• **Stated exercise a**:
Using the astronomy notes, say whether each statement agrees with them. Answer yes or no, and quote the words that decide it.
(i) A Cepheid variable grows brighter as it contracts.
(ii) Absolute magnitude is an object's brightness as seen from a standard distance of 100 parsecs.
(iii) Under the period-luminosity law, intrinsically fainter stars have longer periods.

• **Article**:
——
Describe type 2 supernovae and how they are formed

Answer 31

• Type 1 supernovae are formed from a single very large star (10-100Ms)
• Are less bright by a couple of orders of magnitude and after a sharp fall in brightness there is a plateau on the light curve
• The explosion blows off the outer layers in a spectacular way, forming planetary nebula

Question 32

When and why are larger elements than iron formed?

Answer 32

During a supernovae explosion because there is a net energy input from the star due to it being unable to withstand the forces of gravity as it undergoes rapid collapse, thus large amounts of gravitational potential energy is released for endothermic fusion

Question 33

Define standard candles and state 2 different examples

Answer 33

• Objects whose brightness can be measured very accurately and therefore are used to give the most accurate determination of astronomical distance
• Supernovae and Cepheid variables are examples of standard candles

Question 34

Define cepheid variables

Answer 34

Stars which have a very regular period of varying luminosity caused by the star appearing to pulsate. This is because the star expands and contracts due to an imbalance in the pressures, increasing in brightness as the star contracts because the temperature increases from the decrease in radius

Question 35

Why are cepheids described as intrinsic variables?

Answer 35

Because the variation in luminosity is due to what happens in the star itself not down to it being eclipsed in something (extrinsic variables)

Question 36

When are supernovae more useful as standard candles than cepheids?

Answer 36

When the cepheids are very distance, they become very dim, so supernovae become more useful (distances beyond 1000Mpc)

Question 37

State the period-luminosity law

Answer 37

The period of light variation of a Cepheid variable is in direct relation with its absolute magnitude whereby intrinsically fainter stars have the shorter periods.

Question 38

Define absolute magnitude

Answer 38

The magnitude (brightness) of a celestial object as it would be seen at a standard distance of 10 parsecs.
——
• **Given information**:
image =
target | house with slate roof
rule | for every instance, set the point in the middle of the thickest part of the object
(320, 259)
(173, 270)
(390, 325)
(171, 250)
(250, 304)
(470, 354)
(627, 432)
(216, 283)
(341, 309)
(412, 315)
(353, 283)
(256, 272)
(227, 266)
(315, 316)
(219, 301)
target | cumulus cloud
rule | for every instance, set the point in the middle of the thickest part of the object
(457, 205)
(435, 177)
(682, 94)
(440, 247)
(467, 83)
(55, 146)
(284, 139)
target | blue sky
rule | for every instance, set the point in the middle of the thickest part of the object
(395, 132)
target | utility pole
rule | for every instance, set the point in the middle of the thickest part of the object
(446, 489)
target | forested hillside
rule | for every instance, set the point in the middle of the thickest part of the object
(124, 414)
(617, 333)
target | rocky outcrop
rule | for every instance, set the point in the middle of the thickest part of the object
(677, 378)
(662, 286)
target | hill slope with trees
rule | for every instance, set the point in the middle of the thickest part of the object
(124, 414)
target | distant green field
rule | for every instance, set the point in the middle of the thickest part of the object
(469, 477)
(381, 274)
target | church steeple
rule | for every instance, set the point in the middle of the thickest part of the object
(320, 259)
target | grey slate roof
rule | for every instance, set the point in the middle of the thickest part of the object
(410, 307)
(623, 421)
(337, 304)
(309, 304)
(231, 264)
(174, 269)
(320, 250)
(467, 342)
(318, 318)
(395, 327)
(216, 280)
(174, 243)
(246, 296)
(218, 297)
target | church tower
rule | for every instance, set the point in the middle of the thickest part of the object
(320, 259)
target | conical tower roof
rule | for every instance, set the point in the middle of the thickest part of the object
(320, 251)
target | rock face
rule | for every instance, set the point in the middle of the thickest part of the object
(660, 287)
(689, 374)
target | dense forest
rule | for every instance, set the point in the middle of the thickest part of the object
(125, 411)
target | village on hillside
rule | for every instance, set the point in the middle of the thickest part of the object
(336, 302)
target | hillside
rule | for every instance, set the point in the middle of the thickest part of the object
——
• **Stated exercise b**:
Print the records from the line containing "target | hillside" through the end of the records.

• **Exercise response a**:
(i) Yes: "increasing in brightness as the star contracts"
(ii) No: "at a standard distance of 10 parsecs"
(iii) No: "intrinsically fainter stars have the shorter periods"

• **Exercise response b**:
target | hillside
rule | for every instance, set the point in the middle of the thickest part of the object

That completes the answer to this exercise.